ÉNONCÉ DE L'EXERCICE 1: Extrayez des enregistrements chaque ligne qui contient la chaîne « ceiling ». La casse doit être respectée.

EXTRAIT DU DOCUMENT:
Pourquoi parle-t-on partout de nos jours de responsabilité ? Il faut refaire l'histoire du sens que ce mot suggère.

Du temps de Boèce, les thèses stoïcienne sur leur libre arbitre prévalent. le libre
arbitre est une volonté intérieure soumise à un ordre transcendant. La volonté est une spontanéité interne. Elle ne garantit pas l'autodétermination. Boèce introduit alors la raison. Elle permet de se distancier du déterminisme. le libre arbitre est alors le libre mouvement de la raison. La volonté est donc liée à la raison. Boèce participe ainsi à construire la subjectivité de la personne. Des difficultés se posent cependant. Si la volonté est liée à la raison, que devient la liberté ? Puisque la raison dicte notre comportement, la liberté serait-elle soumise à la raison?

Les interrogations nombreuses, en particulier au XIIe siècle, comme on peut le voir chez Anselme de Cantorbury au sujet du consentement – c'est-à-dire de savoir si l'individu est consentant, s'il agit sciemment, ou, au contraire, s'il agit par ignorance – ont peut-être opéré le rapprochement de la liberté de la volonté. Chez Jean Duns Scot, liberté, volonté et subjectivation sont très nettement associées, au contraire de Boèce qui lui donc plaçait la liberté dans la raison.
La question interroge au XIIIe siècle : Siger de Brabant place toujours la liberté dans la raison, Pierre de Jean Olivier la place résolument dans la volonté et Thomas Daquin, dans une posture intermédiaire, place certes à la liberté dans la volonté mais situe la volonté sous la raison.
Volonté et libertés sont donc liés, mais il reste encore à envisager le cas d'une volonté impuissante - ce que fera Jean Duns Scot. Il associe la volonté à l'espace pluriel possible. Ce faisant il transpose à l'homme la distinction de la tradition théologique « entre potentia Dei absoluta ( ce que Dieu aurait pu faire et/on pourrait encore faire) et la potentia Dei ordinata (ce qu'il a effectivement fait) ». Pouvoir, c'est en effet avoir la capacité mais aussi à avoir la possibilité. Les buts de la volonté humaine se déclinent désormais comme autant de mondes possibles que ne freinent que des obstacles extérieurs et la nature interne. le sujet moderne peut naître maintenant.

On note que c'est aussi au Moyen Âge que s'inverse la notion de sujet tandis que le droit accorde plus d'importance aux « droits subjectifs, pensés comme « pouvoir faire » ». L'ordre social organisé par Dieu est maintenant institué par l'homme. Chez Erasme encore, « cohabitent à la fois la valorisation de l'idéal d'autonomie subjective, et, en même temps, l'affirmation selon laquelle la liberté ne trouve sa pleine réalisation que dans l'obéissance à Dieu ». Par la suite, chez Pufendorf, chez Grotius, chez Suarez, l'influence divine s'effacera devant la capacité d'institution humaine, éventuellement opposée à la causalité animale. L'idée de la souveraineté s'impose quand le sujet collectif est « doté des attributs de la subjectivité ».

ENREGISTREMENTS FOURNIS:

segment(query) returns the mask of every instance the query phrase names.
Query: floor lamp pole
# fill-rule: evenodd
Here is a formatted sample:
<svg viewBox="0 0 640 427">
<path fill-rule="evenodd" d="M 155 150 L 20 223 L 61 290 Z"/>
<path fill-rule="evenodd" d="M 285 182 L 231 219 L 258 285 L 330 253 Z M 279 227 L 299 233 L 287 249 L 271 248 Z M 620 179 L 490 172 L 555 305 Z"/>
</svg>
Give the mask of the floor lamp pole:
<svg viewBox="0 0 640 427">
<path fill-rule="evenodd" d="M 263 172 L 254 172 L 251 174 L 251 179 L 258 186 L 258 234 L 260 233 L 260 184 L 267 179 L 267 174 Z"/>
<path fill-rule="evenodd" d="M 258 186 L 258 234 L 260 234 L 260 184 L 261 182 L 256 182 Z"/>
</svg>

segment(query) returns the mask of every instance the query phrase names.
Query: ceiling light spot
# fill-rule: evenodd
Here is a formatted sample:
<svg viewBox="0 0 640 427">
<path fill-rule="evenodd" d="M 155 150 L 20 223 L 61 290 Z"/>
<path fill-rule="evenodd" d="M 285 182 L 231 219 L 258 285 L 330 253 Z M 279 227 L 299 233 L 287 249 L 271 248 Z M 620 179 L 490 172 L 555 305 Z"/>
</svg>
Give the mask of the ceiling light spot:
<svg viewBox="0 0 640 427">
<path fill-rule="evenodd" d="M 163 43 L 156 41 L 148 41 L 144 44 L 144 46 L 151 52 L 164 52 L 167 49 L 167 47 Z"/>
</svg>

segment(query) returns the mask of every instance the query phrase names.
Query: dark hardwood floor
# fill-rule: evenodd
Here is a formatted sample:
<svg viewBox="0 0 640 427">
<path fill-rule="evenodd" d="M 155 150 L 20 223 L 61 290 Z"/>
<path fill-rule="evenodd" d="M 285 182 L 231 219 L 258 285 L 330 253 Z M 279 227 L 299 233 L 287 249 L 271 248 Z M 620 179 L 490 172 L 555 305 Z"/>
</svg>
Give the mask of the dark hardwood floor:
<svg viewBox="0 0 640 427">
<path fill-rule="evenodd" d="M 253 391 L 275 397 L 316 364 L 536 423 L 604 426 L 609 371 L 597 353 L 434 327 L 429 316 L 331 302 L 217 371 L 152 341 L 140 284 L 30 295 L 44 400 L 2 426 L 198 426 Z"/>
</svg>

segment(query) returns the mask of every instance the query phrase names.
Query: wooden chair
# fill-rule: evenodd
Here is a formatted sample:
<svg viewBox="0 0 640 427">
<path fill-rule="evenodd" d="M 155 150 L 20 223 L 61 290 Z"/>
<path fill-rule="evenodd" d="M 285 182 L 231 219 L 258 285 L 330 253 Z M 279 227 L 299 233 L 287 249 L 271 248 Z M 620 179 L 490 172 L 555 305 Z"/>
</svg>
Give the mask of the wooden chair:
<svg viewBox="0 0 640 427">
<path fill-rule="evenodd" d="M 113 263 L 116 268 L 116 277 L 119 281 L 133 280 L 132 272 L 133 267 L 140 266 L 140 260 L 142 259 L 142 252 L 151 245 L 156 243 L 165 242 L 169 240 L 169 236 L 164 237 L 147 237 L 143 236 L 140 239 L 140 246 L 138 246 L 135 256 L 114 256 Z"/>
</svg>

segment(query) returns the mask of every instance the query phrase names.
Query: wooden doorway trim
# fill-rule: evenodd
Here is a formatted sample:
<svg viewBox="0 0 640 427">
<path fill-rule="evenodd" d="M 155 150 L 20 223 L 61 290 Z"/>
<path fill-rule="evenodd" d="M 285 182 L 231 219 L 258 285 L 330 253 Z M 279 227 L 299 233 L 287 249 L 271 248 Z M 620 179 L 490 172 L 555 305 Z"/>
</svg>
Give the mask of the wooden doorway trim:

ÉNONCÉ DE L'EXERCICE 2: Traduisez en anglais cette phrase de l'extrait sur la volonté et la liberté : « L'ordre social organisé par Dieu est maintenant institué par l'homme. »

RÉPONSE RÉDIGÉE 1:
Query: ceiling light spot
Give the mask of the ceiling light spot:

RÉPONSE RÉDIGÉE 2: The social order organized by God is now instituted by man.